### Dataset extract
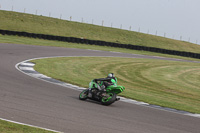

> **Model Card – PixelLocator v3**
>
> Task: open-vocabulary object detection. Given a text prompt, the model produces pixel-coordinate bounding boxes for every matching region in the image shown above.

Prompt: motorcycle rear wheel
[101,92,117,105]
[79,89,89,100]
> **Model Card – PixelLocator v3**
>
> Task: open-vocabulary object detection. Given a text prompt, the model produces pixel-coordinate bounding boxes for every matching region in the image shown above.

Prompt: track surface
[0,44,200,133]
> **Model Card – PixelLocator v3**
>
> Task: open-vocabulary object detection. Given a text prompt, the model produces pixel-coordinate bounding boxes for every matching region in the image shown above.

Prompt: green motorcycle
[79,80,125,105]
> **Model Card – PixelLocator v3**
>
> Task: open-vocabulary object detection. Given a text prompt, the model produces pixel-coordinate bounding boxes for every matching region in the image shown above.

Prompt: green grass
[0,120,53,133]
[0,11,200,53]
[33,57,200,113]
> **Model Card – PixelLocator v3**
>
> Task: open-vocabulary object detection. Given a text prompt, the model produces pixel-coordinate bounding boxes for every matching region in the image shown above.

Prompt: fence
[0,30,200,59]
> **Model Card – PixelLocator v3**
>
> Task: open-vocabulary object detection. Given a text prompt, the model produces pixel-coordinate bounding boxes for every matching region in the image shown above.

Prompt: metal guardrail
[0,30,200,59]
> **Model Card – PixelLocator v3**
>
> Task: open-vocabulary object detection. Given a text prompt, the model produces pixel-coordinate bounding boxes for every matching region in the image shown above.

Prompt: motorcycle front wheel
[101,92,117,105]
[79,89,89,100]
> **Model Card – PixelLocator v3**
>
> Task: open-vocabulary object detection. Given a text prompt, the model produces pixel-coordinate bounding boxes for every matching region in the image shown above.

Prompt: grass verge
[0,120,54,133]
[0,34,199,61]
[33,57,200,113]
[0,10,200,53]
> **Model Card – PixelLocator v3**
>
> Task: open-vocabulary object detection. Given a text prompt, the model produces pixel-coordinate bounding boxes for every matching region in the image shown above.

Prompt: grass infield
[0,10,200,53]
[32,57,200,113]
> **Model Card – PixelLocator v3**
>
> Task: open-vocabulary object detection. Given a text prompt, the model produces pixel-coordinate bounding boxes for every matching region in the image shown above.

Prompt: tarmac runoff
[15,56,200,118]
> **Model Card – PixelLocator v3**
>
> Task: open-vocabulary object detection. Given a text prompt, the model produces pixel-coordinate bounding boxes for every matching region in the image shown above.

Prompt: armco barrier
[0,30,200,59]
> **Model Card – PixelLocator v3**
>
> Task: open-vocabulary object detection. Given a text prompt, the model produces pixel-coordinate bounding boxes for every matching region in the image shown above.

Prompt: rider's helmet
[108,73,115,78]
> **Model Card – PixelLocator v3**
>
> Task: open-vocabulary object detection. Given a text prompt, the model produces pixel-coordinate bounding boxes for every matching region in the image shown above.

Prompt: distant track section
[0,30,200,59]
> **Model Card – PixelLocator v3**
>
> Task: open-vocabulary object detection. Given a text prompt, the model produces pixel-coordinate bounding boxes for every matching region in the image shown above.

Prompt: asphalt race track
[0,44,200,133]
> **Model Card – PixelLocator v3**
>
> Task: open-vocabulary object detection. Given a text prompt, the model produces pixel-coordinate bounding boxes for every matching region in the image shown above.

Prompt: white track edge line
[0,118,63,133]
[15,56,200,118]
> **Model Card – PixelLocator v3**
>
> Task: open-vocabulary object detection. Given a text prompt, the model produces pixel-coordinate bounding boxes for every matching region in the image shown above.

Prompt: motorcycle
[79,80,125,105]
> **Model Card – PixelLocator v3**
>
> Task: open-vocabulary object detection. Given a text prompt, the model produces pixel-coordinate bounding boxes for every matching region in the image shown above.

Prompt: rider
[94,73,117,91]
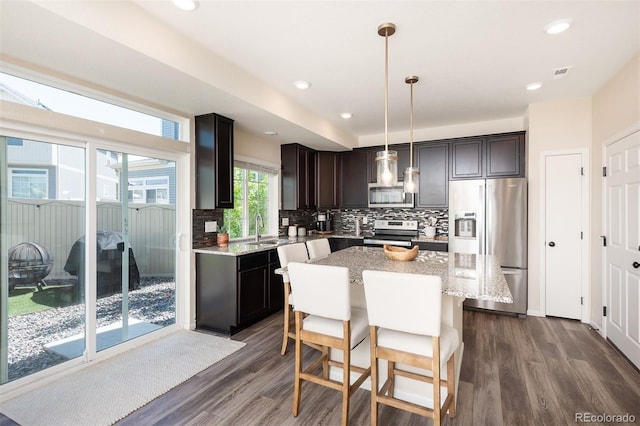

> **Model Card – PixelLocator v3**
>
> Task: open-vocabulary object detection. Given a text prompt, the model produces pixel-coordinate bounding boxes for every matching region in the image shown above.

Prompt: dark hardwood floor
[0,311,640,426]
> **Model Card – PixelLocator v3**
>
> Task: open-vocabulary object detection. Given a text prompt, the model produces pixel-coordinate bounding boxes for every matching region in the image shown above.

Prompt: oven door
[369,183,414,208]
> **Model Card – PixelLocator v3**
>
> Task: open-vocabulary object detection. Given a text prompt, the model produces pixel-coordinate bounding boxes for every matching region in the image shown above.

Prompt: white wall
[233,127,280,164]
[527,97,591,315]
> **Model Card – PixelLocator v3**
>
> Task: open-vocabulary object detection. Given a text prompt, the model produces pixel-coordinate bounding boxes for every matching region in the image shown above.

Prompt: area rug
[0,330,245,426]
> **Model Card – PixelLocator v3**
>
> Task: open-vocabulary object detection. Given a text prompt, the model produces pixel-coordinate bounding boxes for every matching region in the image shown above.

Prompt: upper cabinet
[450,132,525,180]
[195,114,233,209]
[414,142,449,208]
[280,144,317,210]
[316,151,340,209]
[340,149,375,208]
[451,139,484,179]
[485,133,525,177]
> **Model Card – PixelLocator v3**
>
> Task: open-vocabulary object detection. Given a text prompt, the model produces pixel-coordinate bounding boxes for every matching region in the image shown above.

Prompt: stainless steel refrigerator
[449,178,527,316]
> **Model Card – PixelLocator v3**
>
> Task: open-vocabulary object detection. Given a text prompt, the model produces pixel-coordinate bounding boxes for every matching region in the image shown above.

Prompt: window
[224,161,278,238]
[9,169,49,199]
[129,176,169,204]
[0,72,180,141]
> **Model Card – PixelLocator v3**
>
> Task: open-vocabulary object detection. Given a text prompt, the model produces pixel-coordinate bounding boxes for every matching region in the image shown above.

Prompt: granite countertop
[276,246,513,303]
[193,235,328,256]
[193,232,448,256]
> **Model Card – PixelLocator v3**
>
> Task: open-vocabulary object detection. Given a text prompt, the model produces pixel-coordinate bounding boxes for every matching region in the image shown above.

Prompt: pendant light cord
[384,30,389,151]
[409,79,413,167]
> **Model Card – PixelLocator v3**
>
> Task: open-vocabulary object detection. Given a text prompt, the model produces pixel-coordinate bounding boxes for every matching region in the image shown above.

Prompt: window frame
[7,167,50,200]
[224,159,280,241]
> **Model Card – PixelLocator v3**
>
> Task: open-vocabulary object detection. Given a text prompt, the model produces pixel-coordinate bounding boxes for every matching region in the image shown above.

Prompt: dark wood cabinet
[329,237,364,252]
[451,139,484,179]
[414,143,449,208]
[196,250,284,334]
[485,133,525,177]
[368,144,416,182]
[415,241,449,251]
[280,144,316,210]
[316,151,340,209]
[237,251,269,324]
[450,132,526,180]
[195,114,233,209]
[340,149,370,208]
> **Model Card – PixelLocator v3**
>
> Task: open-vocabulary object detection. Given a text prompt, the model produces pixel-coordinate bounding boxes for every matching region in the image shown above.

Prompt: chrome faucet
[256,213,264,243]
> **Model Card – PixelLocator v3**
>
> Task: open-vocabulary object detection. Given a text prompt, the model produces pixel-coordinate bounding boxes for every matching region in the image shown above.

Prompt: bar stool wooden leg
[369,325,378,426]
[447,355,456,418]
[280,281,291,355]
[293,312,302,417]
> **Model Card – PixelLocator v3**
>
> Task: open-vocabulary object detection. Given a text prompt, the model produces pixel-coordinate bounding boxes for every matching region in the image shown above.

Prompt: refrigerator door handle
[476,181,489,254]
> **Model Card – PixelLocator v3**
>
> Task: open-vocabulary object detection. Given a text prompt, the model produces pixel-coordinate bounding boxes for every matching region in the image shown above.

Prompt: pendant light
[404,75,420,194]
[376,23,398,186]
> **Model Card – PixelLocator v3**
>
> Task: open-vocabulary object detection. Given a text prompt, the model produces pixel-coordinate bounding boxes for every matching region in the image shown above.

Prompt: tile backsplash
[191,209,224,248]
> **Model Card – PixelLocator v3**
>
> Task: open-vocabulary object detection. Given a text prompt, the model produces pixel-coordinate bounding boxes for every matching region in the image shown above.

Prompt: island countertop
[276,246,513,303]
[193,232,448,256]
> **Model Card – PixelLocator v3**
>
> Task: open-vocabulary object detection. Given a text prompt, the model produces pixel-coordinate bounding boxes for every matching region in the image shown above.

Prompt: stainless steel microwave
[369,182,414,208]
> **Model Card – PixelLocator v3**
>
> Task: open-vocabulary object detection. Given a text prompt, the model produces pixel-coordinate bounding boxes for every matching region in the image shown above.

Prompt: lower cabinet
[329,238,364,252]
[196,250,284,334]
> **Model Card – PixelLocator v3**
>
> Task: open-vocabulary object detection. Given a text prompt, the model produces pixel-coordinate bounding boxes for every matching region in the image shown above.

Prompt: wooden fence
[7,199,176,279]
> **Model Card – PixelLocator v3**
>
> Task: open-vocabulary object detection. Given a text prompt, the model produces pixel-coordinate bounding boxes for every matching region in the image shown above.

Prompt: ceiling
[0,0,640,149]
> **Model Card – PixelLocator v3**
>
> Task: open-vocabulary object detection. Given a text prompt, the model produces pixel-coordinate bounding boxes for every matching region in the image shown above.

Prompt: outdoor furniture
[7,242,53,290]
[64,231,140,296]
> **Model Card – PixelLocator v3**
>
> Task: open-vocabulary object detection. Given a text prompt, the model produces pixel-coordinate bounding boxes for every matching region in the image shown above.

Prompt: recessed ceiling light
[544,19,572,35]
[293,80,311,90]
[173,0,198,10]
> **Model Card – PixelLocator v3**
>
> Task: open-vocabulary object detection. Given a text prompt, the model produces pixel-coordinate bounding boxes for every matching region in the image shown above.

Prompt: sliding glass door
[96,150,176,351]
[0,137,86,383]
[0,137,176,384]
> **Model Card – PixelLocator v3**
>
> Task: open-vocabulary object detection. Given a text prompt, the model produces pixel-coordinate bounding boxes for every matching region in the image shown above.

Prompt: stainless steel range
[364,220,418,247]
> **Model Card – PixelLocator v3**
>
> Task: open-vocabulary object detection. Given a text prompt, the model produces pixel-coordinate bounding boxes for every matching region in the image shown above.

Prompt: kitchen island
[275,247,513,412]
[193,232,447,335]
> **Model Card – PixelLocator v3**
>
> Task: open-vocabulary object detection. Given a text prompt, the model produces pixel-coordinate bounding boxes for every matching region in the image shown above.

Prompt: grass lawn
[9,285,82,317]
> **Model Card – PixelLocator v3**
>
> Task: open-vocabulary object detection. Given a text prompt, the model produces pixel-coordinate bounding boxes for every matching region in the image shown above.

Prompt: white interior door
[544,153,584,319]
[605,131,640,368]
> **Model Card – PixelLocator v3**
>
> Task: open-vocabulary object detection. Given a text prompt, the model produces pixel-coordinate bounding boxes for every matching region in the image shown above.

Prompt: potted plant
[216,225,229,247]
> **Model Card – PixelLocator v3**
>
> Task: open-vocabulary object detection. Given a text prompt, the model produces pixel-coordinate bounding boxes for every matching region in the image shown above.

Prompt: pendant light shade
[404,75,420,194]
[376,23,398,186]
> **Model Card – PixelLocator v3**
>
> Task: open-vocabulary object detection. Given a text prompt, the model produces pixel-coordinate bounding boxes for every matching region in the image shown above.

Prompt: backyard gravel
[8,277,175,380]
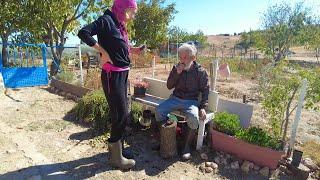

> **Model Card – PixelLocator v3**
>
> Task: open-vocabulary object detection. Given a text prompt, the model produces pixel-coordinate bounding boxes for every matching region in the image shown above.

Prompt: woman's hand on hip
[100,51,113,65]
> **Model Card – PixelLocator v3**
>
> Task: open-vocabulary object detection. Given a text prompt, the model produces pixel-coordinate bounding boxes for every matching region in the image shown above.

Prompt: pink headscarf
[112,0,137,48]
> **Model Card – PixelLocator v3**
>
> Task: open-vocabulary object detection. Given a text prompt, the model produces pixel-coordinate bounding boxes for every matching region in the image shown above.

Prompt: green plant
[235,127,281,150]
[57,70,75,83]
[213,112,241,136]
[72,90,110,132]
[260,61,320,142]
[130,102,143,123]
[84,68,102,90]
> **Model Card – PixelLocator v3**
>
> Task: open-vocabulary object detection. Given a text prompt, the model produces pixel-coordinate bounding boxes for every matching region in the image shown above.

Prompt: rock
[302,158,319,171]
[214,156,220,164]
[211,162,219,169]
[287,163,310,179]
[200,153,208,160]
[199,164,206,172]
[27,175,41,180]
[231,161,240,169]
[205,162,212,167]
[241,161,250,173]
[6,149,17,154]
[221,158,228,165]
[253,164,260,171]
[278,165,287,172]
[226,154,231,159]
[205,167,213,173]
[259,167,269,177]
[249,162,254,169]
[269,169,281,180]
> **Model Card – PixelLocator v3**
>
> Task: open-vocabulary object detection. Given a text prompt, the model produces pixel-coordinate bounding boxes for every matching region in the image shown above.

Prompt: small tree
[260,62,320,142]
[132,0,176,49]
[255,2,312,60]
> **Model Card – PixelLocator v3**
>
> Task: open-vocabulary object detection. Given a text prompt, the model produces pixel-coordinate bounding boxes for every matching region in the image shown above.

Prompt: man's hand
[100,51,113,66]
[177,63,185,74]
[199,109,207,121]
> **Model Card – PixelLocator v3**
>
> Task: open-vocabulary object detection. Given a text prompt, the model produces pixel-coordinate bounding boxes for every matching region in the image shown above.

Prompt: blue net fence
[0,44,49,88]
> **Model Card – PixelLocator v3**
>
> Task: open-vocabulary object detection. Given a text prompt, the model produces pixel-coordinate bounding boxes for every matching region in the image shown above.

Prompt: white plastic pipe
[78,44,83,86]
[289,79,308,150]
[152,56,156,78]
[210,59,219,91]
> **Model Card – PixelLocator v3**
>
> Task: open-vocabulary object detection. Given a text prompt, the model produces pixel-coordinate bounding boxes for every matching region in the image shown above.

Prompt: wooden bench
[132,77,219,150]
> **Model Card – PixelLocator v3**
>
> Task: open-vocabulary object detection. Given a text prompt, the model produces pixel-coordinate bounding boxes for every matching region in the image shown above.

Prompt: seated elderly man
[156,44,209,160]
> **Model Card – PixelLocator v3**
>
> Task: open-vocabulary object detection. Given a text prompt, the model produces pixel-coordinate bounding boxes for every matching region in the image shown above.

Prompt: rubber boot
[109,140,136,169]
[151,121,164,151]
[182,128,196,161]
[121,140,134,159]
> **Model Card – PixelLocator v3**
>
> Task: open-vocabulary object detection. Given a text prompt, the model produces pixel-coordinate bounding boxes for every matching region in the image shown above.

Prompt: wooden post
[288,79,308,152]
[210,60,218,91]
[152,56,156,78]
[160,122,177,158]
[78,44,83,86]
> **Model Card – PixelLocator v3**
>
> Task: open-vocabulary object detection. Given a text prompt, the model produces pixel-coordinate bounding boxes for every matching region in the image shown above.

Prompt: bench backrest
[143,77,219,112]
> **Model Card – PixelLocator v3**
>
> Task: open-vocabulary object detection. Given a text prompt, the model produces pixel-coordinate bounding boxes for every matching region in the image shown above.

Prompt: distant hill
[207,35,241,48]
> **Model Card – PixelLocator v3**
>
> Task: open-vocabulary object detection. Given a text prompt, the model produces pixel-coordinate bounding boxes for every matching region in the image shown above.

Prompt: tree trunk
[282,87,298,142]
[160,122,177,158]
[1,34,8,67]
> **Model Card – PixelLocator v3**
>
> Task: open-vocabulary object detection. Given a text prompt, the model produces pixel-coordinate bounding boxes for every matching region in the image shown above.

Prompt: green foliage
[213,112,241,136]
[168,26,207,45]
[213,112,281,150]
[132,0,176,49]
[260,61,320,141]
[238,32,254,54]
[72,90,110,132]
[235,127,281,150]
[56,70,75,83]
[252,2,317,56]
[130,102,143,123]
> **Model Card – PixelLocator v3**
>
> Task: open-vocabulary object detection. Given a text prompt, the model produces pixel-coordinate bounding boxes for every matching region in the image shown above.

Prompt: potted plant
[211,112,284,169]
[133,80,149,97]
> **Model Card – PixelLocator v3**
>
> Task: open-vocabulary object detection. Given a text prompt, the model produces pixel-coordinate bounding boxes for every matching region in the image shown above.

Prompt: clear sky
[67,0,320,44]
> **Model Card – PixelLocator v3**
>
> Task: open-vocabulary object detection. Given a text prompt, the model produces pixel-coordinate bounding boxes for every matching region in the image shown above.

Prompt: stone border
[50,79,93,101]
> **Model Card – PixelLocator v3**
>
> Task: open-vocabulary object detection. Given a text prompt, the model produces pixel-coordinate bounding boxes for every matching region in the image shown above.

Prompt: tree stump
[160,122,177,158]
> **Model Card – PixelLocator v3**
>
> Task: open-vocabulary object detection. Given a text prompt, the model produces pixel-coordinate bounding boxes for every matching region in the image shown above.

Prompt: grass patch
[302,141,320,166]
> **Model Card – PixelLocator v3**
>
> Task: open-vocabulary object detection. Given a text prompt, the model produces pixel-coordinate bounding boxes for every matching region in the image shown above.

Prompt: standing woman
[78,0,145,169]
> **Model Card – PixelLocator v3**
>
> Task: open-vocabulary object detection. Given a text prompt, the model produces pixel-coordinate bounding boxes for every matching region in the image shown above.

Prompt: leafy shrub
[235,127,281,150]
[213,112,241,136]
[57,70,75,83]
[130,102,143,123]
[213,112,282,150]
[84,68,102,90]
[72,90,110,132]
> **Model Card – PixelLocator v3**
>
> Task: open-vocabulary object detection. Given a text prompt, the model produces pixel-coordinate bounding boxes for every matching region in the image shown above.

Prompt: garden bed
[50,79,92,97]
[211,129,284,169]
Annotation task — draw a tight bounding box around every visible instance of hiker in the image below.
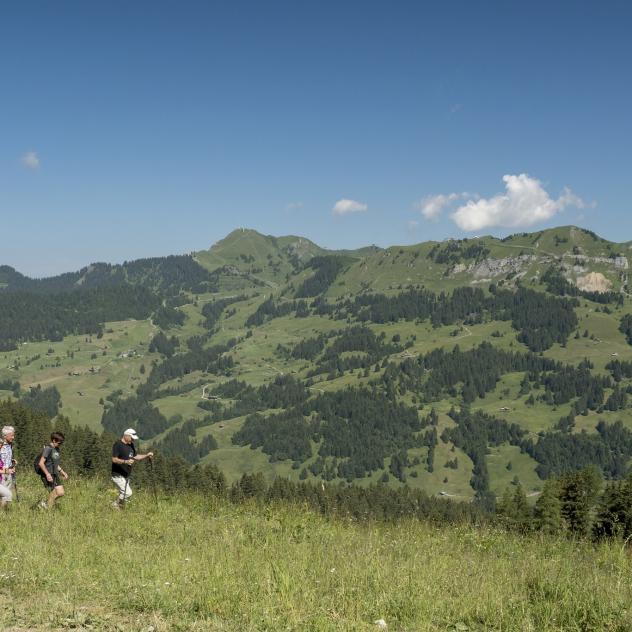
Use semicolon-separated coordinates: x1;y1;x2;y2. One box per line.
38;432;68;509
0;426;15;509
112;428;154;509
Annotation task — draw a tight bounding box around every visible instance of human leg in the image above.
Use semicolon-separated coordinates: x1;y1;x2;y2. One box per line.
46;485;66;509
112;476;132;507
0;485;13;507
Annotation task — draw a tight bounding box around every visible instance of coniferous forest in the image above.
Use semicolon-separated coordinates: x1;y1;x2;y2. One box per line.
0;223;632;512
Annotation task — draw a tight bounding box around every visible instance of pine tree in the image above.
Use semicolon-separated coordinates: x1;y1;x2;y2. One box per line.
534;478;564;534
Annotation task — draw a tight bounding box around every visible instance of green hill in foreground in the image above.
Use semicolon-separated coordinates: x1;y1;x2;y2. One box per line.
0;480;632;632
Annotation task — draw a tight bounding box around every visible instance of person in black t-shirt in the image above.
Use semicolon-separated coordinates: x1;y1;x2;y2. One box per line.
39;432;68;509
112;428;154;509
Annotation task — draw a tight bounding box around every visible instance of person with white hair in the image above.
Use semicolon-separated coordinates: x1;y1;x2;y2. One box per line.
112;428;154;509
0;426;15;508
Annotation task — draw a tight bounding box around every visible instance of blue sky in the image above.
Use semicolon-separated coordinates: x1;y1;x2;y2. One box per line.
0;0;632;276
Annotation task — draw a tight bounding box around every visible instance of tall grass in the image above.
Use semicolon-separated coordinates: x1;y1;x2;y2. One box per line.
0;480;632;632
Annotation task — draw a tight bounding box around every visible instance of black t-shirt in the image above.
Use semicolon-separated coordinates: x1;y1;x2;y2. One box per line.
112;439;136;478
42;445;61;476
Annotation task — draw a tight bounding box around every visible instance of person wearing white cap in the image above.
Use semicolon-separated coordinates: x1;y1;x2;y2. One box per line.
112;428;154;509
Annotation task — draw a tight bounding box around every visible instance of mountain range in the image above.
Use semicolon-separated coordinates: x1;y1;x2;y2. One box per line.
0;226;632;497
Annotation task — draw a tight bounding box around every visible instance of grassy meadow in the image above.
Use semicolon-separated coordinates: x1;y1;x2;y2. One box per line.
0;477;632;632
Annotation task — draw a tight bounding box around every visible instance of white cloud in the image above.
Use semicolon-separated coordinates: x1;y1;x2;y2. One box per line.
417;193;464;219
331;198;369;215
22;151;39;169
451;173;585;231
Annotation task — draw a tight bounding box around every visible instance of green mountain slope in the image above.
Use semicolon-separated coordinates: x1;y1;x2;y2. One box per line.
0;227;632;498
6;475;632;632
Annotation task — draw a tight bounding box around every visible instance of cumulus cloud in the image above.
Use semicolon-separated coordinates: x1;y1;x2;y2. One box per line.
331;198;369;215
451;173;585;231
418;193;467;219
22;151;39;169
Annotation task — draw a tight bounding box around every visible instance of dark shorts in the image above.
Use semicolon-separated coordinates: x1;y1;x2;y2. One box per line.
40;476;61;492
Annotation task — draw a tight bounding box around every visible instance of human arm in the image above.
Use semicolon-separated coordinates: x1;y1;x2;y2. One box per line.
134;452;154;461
######
Reproduce the listing lines without any change, beginning at the line that contains "meadow in the image above." and continuing through the final line of the listing.

Annotation task — draw a tight bounding box around every visible instance of grassy meadow in the image above.
Use semicolon-separated coordinates: x1;y1;x2;y2. One box per line.
0;477;632;632
Annotation task — draw a tight bounding box around every visible instance of white cloud in the image above.
Use semicolon-separated coordinates: x1;y1;x2;y2. One box per line.
417;193;464;219
331;198;369;215
22;151;39;169
451;173;585;231
Annotation task — draw a tight bounding box around every visible instance of green mountain slope in the image above.
Use semicolon-separated coordinates: x1;y1;x2;y2. One box per line.
0;227;632;498
6;475;632;632
Annotation task — draw a tight bounding box around every visible instance of cumulus cloud in the image above.
Use semicolon-separated coordinates: x1;y1;x2;y2. One box per line.
331;198;369;215
451;173;585;231
418;193;467;219
22;151;39;169
Annotation task — draw a tight bounding box around every visible instance of dark shorts in the image above.
Use semicolon-separated coordinates: x1;y1;x2;y2. One box per line.
40;476;61;492
Annotation task — draw a tight bounding box around every visible instance of human arm in the image above.
Use semicolon-separated coordinates: x1;y1;x2;y2. One box per line.
134;452;154;461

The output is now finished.